* _To do_:
Go through the lines below and repeat each one exactly, skipping pictures.

* _Exercise material_:
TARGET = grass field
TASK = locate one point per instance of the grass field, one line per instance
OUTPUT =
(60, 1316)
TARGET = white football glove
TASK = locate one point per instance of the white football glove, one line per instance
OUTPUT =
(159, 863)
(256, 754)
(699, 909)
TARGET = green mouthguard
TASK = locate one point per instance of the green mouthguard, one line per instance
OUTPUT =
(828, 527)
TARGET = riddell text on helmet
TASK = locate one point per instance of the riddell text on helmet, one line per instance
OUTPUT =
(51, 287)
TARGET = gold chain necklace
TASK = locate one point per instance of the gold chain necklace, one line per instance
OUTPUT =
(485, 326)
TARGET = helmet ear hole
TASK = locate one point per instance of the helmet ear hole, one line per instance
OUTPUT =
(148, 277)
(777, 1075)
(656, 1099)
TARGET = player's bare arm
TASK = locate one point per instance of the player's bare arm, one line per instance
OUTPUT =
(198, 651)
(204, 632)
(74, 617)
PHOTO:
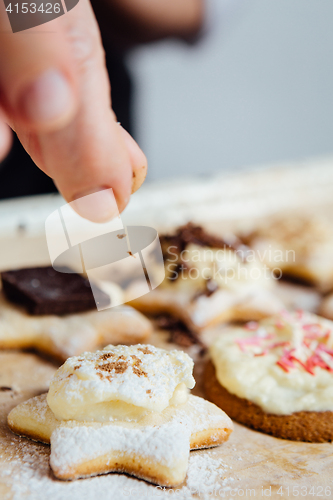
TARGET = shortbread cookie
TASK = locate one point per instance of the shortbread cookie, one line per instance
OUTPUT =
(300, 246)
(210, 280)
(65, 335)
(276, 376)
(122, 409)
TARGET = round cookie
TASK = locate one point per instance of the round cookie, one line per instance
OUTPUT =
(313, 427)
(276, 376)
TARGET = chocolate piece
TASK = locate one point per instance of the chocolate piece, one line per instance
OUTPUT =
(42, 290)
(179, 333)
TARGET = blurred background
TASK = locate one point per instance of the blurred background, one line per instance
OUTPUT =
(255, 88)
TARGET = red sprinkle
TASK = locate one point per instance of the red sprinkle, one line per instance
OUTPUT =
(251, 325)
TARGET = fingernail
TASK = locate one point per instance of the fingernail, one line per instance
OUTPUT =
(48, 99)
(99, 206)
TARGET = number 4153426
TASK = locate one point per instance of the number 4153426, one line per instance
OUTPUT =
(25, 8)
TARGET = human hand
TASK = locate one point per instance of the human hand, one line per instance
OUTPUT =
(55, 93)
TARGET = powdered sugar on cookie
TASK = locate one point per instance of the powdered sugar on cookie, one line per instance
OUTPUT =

* _Solution_:
TARGET = grass field
TASK = locate one point per instance of the grass field, one line per instance
OUTPUT =
(60, 1316)
TARGET = white football glove
TASK = locate one point per instance of the white football glove, one line per instance
OUTPUT =
(159, 863)
(256, 754)
(699, 909)
TARGET = green mouthguard
TASK = locate one point per instance of the green mouthguard, one line per instance
OUTPUT =
(828, 527)
TARGET = riddell text on helmet
TASK = locate one point per instance of the riddell text on helmet, one line per instance
OUTPUT =
(51, 287)
TARGET = gold chain necklace
TASK = locate one point per instance of the gold chain necklace, one line per instance
OUTPUT =
(485, 326)
TARGET = helmet ear hole
TASK = locate one point per instance of the helmet ear hole, one line per instance
OUTPUT =
(148, 277)
(777, 1075)
(656, 1099)
TARGET = player's bare arm
TASK = locate one point per instance of the player's bare arm, one line per instance
OUTPUT =
(198, 651)
(204, 632)
(74, 617)
PHOTO:
TARGET = shortbread cookie
TASK = locate one point per instance of the shortbread cookie, one line per instance
OUTPUT =
(300, 246)
(210, 280)
(65, 335)
(276, 376)
(122, 409)
TARGET = round cookie
TASK = locate one point per instance of the round cookie, one line per instance
OUTPUT =
(313, 427)
(276, 376)
TARGET = chocolate piece
TASK = locate one point per instance of the chocolate piece, one line per instance
OUTPUT =
(42, 290)
(179, 333)
TARGET = blurred background
TASK = locate one point per instance of the blurred background, one line per instance
OUTPUT =
(255, 88)
TARGET = red sprinkle
TASK = locate one point per instance of the red sprinkle, one line per instance
OUTPUT =
(251, 325)
TARGET = fingernail
TASK = locate one point per instance of the fingernail, one line per instance
OUTPUT =
(48, 99)
(99, 206)
TARGET = number 4153426
TASK = locate one point per instance of the number 4153426, one line per instance
OUTPUT =
(25, 8)
TARGET = human hand
TASK = locate one point per instance of the human hand, one line per instance
OUTPUT =
(55, 93)
TARGET = powdered sugar on cookie
TASK = locate one point per instance of the powdered sugar on cookie, one line per instance
OUTPUT =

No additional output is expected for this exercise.